### The problem
What is needed is a faithful transcription of all the data below, pictures excluded.

### Study material
[Start of Attachment]

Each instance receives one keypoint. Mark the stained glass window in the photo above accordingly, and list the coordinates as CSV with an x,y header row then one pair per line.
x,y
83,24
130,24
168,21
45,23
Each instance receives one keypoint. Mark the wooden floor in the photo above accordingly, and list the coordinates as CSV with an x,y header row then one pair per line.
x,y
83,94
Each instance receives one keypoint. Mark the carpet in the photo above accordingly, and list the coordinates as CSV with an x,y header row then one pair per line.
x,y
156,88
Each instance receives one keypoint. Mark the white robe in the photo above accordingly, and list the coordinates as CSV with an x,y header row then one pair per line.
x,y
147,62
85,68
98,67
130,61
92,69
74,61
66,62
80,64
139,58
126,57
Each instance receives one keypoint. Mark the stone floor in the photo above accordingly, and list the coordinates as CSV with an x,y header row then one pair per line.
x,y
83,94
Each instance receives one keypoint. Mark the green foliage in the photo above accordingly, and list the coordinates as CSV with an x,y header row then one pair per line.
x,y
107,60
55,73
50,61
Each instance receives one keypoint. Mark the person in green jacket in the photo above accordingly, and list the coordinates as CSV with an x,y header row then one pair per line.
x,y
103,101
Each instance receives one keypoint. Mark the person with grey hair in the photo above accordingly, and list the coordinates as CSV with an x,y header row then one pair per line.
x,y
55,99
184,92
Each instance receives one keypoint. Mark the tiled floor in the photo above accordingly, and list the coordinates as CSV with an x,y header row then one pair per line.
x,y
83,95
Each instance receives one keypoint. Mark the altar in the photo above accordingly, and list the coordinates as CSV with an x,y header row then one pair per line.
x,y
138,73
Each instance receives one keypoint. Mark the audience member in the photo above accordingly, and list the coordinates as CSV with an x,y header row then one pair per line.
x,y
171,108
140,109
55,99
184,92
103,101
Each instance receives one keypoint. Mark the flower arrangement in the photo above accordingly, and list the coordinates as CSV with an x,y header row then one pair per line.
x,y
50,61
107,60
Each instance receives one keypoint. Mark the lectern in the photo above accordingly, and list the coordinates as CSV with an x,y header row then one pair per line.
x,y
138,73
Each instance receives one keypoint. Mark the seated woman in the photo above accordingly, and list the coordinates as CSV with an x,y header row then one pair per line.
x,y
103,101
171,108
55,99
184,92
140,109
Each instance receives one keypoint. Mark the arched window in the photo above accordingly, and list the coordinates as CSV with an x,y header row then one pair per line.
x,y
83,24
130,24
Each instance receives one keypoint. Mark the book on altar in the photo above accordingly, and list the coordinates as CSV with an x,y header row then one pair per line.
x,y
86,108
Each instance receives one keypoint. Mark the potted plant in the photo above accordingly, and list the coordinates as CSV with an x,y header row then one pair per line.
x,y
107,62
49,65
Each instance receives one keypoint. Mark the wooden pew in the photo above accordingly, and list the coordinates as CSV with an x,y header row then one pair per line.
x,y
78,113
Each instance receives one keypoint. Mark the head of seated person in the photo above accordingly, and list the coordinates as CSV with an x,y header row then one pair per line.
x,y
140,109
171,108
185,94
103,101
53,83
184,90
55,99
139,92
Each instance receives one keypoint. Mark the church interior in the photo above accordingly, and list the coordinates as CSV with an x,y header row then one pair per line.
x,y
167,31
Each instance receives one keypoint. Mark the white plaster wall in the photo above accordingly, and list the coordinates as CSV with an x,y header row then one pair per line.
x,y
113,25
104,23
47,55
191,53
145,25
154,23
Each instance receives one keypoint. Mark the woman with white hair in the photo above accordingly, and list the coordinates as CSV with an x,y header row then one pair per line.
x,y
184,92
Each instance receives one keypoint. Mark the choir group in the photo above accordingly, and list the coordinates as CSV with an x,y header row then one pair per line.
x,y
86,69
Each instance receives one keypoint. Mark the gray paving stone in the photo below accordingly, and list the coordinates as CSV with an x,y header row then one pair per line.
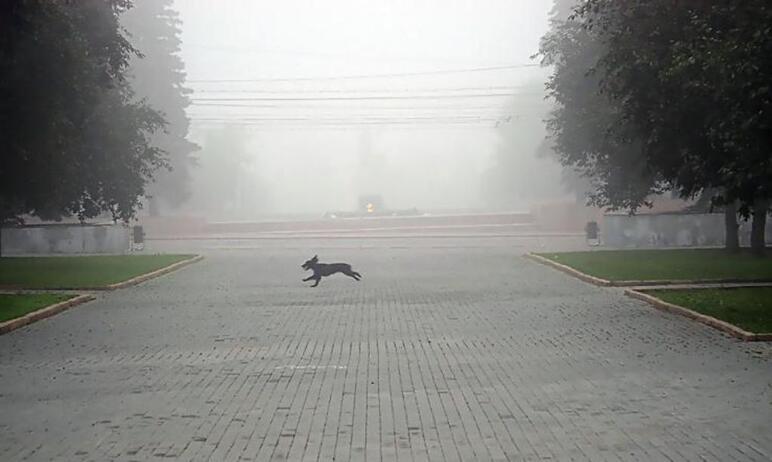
x,y
443,352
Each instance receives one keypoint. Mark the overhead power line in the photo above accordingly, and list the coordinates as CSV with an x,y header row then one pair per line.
x,y
352,98
371,76
360,90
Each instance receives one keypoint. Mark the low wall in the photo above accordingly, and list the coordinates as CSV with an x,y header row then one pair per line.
x,y
65,239
670,230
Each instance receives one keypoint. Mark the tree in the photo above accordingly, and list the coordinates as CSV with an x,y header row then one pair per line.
x,y
75,140
583,128
693,79
158,75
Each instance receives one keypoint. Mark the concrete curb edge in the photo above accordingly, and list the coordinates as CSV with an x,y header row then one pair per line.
x,y
153,274
723,326
43,313
567,269
643,283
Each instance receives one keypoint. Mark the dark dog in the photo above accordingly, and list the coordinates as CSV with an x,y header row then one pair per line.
x,y
327,269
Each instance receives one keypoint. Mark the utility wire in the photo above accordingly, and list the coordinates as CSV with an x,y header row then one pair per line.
x,y
351,98
370,76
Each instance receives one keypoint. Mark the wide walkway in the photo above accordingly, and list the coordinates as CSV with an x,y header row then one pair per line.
x,y
460,352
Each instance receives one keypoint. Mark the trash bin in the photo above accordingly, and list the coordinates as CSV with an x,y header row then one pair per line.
x,y
137,238
592,231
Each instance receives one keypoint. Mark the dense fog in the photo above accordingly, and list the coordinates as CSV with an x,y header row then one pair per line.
x,y
301,107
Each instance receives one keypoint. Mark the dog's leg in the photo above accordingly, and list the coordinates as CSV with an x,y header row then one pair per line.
x,y
352,274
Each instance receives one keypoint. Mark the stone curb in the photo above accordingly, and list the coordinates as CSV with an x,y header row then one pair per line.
x,y
567,269
118,285
43,313
258,237
697,283
699,317
154,274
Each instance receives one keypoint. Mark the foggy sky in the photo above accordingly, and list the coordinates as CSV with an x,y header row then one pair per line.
x,y
311,156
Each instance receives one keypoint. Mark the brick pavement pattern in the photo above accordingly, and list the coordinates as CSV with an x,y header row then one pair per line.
x,y
467,353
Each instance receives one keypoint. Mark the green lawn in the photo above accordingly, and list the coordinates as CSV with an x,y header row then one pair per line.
x,y
79,271
749,307
674,264
15,305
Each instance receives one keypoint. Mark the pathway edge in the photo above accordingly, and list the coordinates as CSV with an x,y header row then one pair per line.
x,y
715,323
45,312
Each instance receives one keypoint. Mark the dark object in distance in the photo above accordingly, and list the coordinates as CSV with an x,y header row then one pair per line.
x,y
327,269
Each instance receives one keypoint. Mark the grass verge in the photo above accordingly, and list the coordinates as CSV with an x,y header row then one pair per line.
x,y
668,264
13,306
78,271
749,308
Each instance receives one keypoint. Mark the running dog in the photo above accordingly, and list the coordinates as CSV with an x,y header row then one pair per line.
x,y
327,269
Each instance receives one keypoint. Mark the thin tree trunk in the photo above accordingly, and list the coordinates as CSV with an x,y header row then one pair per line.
x,y
732,237
758,227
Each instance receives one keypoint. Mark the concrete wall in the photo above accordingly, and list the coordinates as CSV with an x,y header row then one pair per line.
x,y
670,230
65,239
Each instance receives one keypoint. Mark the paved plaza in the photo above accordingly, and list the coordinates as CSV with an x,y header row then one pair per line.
x,y
447,350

[End of Attachment]

### Your solution
Each instance receives one keypoint. Mark the stained glass window in the photo above accordingly, and list the coordinates as CSV with an x,y header row then one pair per line.
x,y
83,24
130,24
168,21
45,23
Each instance receives one keypoint. Mark the wooden floor in the photo above accordingly, and list the coordinates as CSV with an x,y header row then one pair per line.
x,y
83,94
Each instance receives one keypoint. Mark the carpet in the photo above accordingly, and list the coordinates as CSV with an x,y header row then one pair per line.
x,y
156,88
Each instance receives one keypoint. Mark the white robe in the photo above accordingly, and list the coordinates as CSV with an x,y header row then one pair per line.
x,y
147,62
85,68
98,67
130,61
92,69
74,61
66,62
80,64
139,58
126,57
Each instance receives one keypoint. Mark the stone floor in the photo above accordingly, and list the coordinates as CSV with an x,y header row then one pair per line.
x,y
83,94
Each instance receives one keypoint. Mark the green foliage in the photo above accordingly, and list the coordinates as CSV with an x,y header row then one pair per line.
x,y
107,60
55,73
50,61
Each instance receives one keypoint. Mark the person in green jacket in the photo above accordingly, and list the coordinates as CSV with an x,y header row then one pair per line.
x,y
103,101
Each instance receives one keypoint. Mark the person with grey hair in the photo above accordingly, and list the coordinates as CSV with an x,y header row then one pair per line.
x,y
55,99
184,92
Each instance receives one keypoint. Mark the tiled floor in the photo above accordingly, and list the coordinates as CSV with an x,y header row then one pair per line.
x,y
83,95
Each instance receives one keypoint. Mark the altar in the photo above accordingly, and list the coordinates as CSV with an x,y header row then one pair per line.
x,y
138,73
Each instance receives one keypoint. Mark the audience member in the photo above accordingly, and list the coordinates as CSV with an x,y header row then one pair per line.
x,y
171,108
140,109
55,99
184,92
103,101
Each instance receives one keypoint. Mark the flower arrangement in the photo above accordingly, and list the coordinates as CSV with an x,y header row then one pair per line.
x,y
50,61
107,60
Each instance receives one keypoint. Mark the lectern in the photo above accordingly, and list the coordinates as CSV with an x,y header row then one pair per line.
x,y
138,73
Each instance receives one keypoint. Mark the seated woman in the photo above accordingly, and list the coordinates as CSV with an x,y header row then one pair per line.
x,y
103,101
171,108
55,99
184,92
140,109
Each instance receives one keypoint. Mark the arched window in the photo above accordingly, and list the coordinates as CSV with an x,y header row then one pair per line.
x,y
83,24
130,24
Each instance receives one keypoint. Mark the book on altar in the photo above accordingly, and list the coordinates as CSV with an x,y header row then one pair per line.
x,y
86,108
Each instance receives one keypoint. Mark the potted plant in the photo above accordingly, and list the coordinates as CSV with an x,y header row then one pair per line.
x,y
107,62
49,65
Each instance receives one keypoint. Mark the wooden pew in the photo above accordingly, and list the coordinates as CSV with an x,y header row then one pair per line.
x,y
78,113
Each instance receives one keypoint. Mark the head of seated person in the photo above accordingly, and list the coordinates as CSV with an x,y header row then one pair per line.
x,y
140,109
171,108
185,94
103,101
53,83
184,90
55,99
139,92
Each instance receives one keypoint. Mark the church interior in the photo above accordingly, and list the coordinates as CSV with an x,y header row then one pair per line.
x,y
167,31
Each instance receives one keypoint. Mark the white plaster wall in the photo above accordingly, and list the coordinates as CSV with an x,y header row then one pair per line.
x,y
113,25
104,23
47,55
191,53
145,25
154,23
Each instance receives one keypoint. Mark the woman with white hair in the photo above accordingly, and list the coordinates as CSV with an x,y header row then one pair per line.
x,y
184,92
Each instance receives one keypoint. Mark the choir group in the photo above accordingly, and list the coordinates as CSV with an x,y header row then one pair per line.
x,y
86,69
Each instance receives one keypoint. Mark the gray paving stone in the photo below accordingly, and list the coordinates as CSV with an x,y header row then one pair per line.
x,y
443,352
Each instance receives one keypoint. Mark the overhead power line in the photo above accordingly, and list the coordinates as CSV with an x,y header row then one pair per line.
x,y
352,98
371,76
360,90
Each instance receives one keypoint. Mark the low wall in the photo above accordingly, and list the coordinates as CSV with an x,y header row then one pair per line.
x,y
65,239
670,230
Each instance receives one keypoint. Mark the tree in the photo above accordingly, and list the coordinates as CSV with an x,y header row then one pair per line.
x,y
75,140
583,128
693,79
158,75
Each instance receives one keypoint. Mark the concrete curb edge in the photo above accordingly, and list the coordinates as CSV with an x,y header row then one pair per line.
x,y
153,274
723,326
43,313
567,269
643,283
Each instance receives one keypoint. Mark the dark dog in the photo above accordingly, and list the coordinates as CSV with an x,y header row then one pair per line.
x,y
327,269
Each instance receives one keypoint. Mark the utility wire in the photo above accordingly, and list the coordinates as CSV with an x,y header row then one pair per line.
x,y
351,98
370,76
Each instance receives one keypoint. Mark the wide walkway in the photo above accordingly, and list the coordinates as CSV with an x,y header row then one pair per line.
x,y
460,352
Each instance receives one keypoint. Mark the trash bin in the photo above accordingly, and list the coordinates as CSV with an x,y header row then one pair per line.
x,y
137,238
592,231
Each instance receives one keypoint. Mark the dense fog in the photo above accordingly, and list the coordinates as CSV with an x,y header row then one pair per line.
x,y
301,107
Each instance receives one keypoint. Mark the dog's leg in the photo above accordingly, and list the coordinates as CSV with an x,y header row then one pair per line.
x,y
352,274
Each instance receives one keypoint. Mark the stone curb in the photo above accordingly, and list the coordinates as CSV with an x,y header row then one pair per line.
x,y
567,269
118,285
43,313
258,237
697,283
699,317
154,274
Each instance receives one keypoint. Mark the foggy sky in the photo above accordingly, and list the coordinates as CSV with an x,y header row then one pair per line.
x,y
311,156
Each instance receives one keypoint. Mark the brick pavement pattern in the photo above accordingly, and list the coordinates as CSV with an x,y header row then one pair per line.
x,y
467,353
Each instance receives one keypoint. Mark the green lawn in the photo above accordingly, and list the coordinates as CSV with an x,y header row then one pair per line.
x,y
79,271
749,307
674,264
15,305
Each instance receives one keypoint. Mark the pathway edge in the photo above accordingly, and list the coordinates as CSV with an x,y header row then one pair per line.
x,y
715,323
45,312
Each instance receives one keypoint. Mark the dark object in distance in the photo above accordingly, and list the coordinates as CSV with an x,y header row then one pair per line.
x,y
327,269
Each instance receives one keypoint. Mark the grass verge in the photo above accordingly, and list the coordinates as CSV with an x,y header row then one pair per line.
x,y
668,264
13,306
78,271
749,308
Each instance receives one keypoint. Mark the running dog in the photo above accordingly, and list the coordinates as CSV with an x,y header row then one pair per line.
x,y
327,269
Each instance receives one keypoint. Mark the thin tree trunk in the photo above accordingly, and list the coordinates as CSV with an x,y header row then one pair per line.
x,y
732,237
758,227
Each instance receives one keypoint. Mark the concrete wall in the photo above accordingly, and list the coordinates as CSV with an x,y header row then one pair per line.
x,y
670,230
65,239
Each instance receives one keypoint. Mark the paved plaza in the photo above accordingly, and list the coordinates as CSV with an x,y header row then one pair per line.
x,y
447,350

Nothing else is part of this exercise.